--- BEGIN Exercise input ---
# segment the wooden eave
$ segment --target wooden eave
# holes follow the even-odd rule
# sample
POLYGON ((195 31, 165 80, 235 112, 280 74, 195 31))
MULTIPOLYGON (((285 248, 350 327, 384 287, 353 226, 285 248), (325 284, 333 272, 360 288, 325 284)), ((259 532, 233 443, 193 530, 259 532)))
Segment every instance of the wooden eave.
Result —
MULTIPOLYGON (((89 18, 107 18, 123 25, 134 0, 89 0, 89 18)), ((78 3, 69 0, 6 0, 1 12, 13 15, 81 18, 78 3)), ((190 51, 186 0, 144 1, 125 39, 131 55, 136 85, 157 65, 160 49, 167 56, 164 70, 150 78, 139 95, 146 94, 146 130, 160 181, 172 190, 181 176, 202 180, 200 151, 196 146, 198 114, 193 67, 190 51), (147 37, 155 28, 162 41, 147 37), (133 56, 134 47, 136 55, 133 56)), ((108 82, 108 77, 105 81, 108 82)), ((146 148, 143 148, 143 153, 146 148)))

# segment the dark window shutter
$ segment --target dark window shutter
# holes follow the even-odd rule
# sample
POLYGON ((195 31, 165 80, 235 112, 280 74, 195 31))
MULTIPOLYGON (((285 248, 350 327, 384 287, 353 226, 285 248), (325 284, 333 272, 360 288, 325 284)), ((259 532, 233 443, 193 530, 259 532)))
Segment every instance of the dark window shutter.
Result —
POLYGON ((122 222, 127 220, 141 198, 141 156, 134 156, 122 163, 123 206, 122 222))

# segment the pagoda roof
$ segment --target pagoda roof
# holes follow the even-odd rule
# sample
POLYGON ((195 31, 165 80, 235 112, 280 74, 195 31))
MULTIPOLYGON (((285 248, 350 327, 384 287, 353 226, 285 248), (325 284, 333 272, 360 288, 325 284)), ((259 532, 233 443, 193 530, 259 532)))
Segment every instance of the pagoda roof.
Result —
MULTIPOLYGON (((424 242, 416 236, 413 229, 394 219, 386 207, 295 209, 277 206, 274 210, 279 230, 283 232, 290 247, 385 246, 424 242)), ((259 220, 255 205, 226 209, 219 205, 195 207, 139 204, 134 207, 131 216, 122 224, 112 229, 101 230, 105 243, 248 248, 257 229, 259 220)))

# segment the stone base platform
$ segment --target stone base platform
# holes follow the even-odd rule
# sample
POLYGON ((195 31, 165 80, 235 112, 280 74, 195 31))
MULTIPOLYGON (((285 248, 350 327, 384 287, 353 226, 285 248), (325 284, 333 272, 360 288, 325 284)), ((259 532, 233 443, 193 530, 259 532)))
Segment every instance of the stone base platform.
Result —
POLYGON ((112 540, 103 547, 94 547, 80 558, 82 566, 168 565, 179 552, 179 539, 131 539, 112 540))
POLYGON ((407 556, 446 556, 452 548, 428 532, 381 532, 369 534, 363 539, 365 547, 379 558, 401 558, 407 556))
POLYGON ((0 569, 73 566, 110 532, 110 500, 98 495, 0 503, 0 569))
--- END Exercise input ---
Pull every line of the listing above and reproduce each one character for character.

→ **Exercise answer**:
# segment the wooden eave
$ segment --target wooden eave
# holes follow the even-odd rule
# sample
POLYGON ((195 31, 165 80, 235 112, 280 74, 195 31))
MULTIPOLYGON (((285 248, 350 327, 384 287, 353 226, 285 248), (325 284, 333 272, 360 288, 325 284)), ((259 532, 233 443, 193 530, 259 532)))
Segment every instance of the wooden eave.
Result —
MULTIPOLYGON (((89 18, 107 18, 123 25, 134 0, 89 0, 89 18)), ((78 3, 69 0, 6 0, 1 12, 13 15, 81 18, 78 3)), ((190 51, 186 0, 144 1, 125 39, 131 55, 136 85, 157 65, 160 49, 167 56, 164 70, 150 78, 139 95, 146 94, 146 130, 160 181, 172 190, 181 176, 202 180, 200 151, 196 146, 198 114, 193 67, 190 51), (147 37, 155 28, 162 41, 147 37), (133 56, 134 47, 136 55, 133 56)), ((108 82, 108 77, 105 81, 108 82)), ((146 148, 143 148, 143 153, 146 148)))

# segment the dark window shutter
$ segment --target dark window shutter
# holes follow the even-odd rule
# sample
POLYGON ((195 31, 165 80, 235 112, 280 74, 195 31))
MULTIPOLYGON (((285 248, 350 327, 384 287, 353 226, 285 248), (325 284, 333 272, 360 288, 325 284)), ((259 532, 233 443, 193 530, 259 532)))
Segment every instance of the dark window shutter.
Result —
POLYGON ((122 222, 127 220, 141 198, 141 156, 134 156, 122 163, 123 206, 122 222))

# segment the pagoda roof
$ segment --target pagoda roof
# holes follow the even-odd rule
# sample
POLYGON ((195 31, 165 80, 235 112, 280 74, 195 31))
MULTIPOLYGON (((285 248, 350 327, 384 287, 353 226, 285 248), (325 284, 333 272, 360 288, 325 284)), ((259 532, 233 443, 193 530, 259 532)))
Segment every instance of the pagoda roof.
Result —
MULTIPOLYGON (((424 242, 416 236, 413 229, 394 219, 386 207, 295 209, 277 206, 274 210, 279 230, 283 232, 290 247, 385 246, 424 242)), ((259 220, 255 205, 226 209, 219 205, 195 207, 139 204, 134 207, 131 216, 122 224, 112 229, 101 230, 105 243, 248 248, 257 229, 259 220)))

# segment the stone base platform
$ segment --target stone base platform
# holes follow the even-odd rule
# sample
POLYGON ((195 31, 165 80, 235 112, 280 74, 195 31))
MULTIPOLYGON (((285 248, 350 327, 384 287, 353 226, 285 248), (325 284, 333 272, 360 288, 325 284)), ((259 532, 233 443, 193 530, 259 532)))
Segment every instance of the stone base platform.
Result —
POLYGON ((112 540, 103 547, 94 547, 80 558, 82 566, 168 565, 179 552, 179 539, 131 539, 112 540))
POLYGON ((407 556, 446 556, 452 548, 428 532, 381 532, 369 534, 363 539, 365 547, 379 558, 401 558, 407 556))
POLYGON ((0 569, 73 566, 110 532, 110 500, 98 495, 0 503, 0 569))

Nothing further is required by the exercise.